Tarefa pedida A
Reúna todas as linhas dos registros que contêm a palavra "jacket". Maiúsculas e minúsculas fazem diferença.

━━ Texto para ler

Schomberg. Desenho de JV |
Aqui
vieram dar obediência a el-rei muitos lugares das redondezas e os moradores de
S. Lucar ficaram quase todos nas suas casas.
A
praça ficou presidiada.
Daqui
se irradiou para gordas pilhagens que apanharam os sanluquenhos desprevenidos.
O
duque de Medina Coeli entrou pelo sul mas não conseguiu passar de Odeleite onde
lhe foram dar luta os capitães Baltazar da Costa, Nicolau Monteiro e Francisco
de Oliveira, com pouco mais de duzentos infantes vindos de Castro Marim.
Partindo
de Aiamonte com cento e vinte infantes e cem cavalos, os espanhóis procuram
reocupar o castelo de S. Lucar o que não conseguem, resistindo-lhes bem o
governador da praça, António Tavares Pina. (9)
A
tomada de San-Lucar e de Paymogo, que ficaram guarnecidas, é referida,
igualmente, por Manuel Pinheiro Chapas. (10)
Segundo
a leitura feita em Sanlúcar, estas guerras foram-lhe extremamente prejudiciais.

━━━━
━━ Dados fornecidos

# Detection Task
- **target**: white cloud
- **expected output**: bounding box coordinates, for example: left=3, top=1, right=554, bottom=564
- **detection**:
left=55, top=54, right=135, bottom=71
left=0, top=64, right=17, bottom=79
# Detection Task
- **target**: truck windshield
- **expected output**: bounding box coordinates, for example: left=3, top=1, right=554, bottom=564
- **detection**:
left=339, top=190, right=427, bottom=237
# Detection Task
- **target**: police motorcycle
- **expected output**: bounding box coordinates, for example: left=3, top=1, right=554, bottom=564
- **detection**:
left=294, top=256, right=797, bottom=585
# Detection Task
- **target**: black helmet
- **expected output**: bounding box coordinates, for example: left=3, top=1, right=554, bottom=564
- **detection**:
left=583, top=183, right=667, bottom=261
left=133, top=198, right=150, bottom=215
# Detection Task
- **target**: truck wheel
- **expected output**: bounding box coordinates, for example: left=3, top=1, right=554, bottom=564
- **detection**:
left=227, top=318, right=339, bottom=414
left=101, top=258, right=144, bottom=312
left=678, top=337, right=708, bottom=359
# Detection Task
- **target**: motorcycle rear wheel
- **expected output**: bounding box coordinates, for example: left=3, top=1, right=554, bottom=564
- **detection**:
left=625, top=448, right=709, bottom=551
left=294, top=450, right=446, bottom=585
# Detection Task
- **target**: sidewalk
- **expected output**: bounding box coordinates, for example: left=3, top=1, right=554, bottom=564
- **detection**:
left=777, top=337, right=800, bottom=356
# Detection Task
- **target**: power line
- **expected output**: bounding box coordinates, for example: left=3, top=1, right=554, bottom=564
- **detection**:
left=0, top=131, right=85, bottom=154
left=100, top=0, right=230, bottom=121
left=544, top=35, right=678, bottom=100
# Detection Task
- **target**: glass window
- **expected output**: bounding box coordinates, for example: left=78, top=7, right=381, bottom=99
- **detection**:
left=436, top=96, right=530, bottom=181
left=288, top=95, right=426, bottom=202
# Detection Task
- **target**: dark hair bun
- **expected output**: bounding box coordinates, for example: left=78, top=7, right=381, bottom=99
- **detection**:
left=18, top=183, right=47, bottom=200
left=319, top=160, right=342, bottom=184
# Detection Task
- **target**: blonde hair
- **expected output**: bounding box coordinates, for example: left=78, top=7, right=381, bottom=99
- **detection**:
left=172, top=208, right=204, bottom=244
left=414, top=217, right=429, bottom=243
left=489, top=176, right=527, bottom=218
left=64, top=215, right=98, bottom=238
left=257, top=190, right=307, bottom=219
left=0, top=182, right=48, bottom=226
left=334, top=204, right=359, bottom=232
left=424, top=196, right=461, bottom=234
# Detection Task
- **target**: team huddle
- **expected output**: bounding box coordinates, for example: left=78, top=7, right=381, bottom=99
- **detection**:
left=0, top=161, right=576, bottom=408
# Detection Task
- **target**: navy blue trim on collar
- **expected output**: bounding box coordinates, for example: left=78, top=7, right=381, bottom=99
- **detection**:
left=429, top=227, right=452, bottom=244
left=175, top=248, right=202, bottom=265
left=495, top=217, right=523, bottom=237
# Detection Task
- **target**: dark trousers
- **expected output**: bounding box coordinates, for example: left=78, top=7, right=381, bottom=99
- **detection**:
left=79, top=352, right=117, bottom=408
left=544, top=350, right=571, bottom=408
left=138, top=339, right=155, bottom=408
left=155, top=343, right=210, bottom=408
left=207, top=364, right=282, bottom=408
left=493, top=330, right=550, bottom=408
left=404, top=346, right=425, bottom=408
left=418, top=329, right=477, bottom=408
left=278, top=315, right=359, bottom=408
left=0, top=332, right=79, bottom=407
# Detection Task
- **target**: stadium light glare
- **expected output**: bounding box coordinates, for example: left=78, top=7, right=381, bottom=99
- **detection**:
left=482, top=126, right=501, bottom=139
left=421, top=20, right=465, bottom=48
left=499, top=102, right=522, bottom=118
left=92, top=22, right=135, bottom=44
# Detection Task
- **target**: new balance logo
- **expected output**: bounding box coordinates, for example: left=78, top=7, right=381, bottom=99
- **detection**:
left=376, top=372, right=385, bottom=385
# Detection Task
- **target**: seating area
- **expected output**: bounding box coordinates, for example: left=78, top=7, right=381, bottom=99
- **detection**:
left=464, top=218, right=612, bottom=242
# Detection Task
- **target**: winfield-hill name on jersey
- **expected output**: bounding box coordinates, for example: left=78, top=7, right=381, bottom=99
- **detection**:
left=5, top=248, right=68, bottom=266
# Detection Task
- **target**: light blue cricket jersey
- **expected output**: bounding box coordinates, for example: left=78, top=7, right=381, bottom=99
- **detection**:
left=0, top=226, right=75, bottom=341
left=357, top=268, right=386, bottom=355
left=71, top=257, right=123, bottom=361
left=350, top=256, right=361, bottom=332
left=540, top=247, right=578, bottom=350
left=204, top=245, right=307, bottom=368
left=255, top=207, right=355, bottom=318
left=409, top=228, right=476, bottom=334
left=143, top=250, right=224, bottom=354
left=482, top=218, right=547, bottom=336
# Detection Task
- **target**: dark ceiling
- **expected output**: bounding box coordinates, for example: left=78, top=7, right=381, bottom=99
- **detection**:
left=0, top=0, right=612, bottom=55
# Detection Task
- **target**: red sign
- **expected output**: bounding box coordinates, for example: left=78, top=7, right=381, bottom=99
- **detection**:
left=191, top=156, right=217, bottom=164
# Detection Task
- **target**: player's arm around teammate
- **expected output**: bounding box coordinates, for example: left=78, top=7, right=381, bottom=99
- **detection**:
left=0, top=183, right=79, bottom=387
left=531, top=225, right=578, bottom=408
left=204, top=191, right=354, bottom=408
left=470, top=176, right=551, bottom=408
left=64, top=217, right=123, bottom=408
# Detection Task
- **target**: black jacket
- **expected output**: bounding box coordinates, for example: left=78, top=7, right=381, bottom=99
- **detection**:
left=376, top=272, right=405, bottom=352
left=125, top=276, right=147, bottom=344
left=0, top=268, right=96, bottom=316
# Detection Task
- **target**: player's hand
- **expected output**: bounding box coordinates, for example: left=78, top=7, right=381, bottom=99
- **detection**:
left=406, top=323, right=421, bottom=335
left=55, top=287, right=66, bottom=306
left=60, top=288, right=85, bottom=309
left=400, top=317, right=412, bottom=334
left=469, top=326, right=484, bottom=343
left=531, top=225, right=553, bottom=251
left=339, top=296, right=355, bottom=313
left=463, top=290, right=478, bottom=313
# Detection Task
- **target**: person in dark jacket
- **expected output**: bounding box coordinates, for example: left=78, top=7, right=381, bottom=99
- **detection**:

━━━━

Tarefa pedida B
No texto sobre S. Lucar, quem era o governador da praça que resistiu aos espanhóis?

Resultado do exercício A
- **target**: black jacket
- **target**: person in dark jacket

Resultado do exercício B
António Tavares Pina.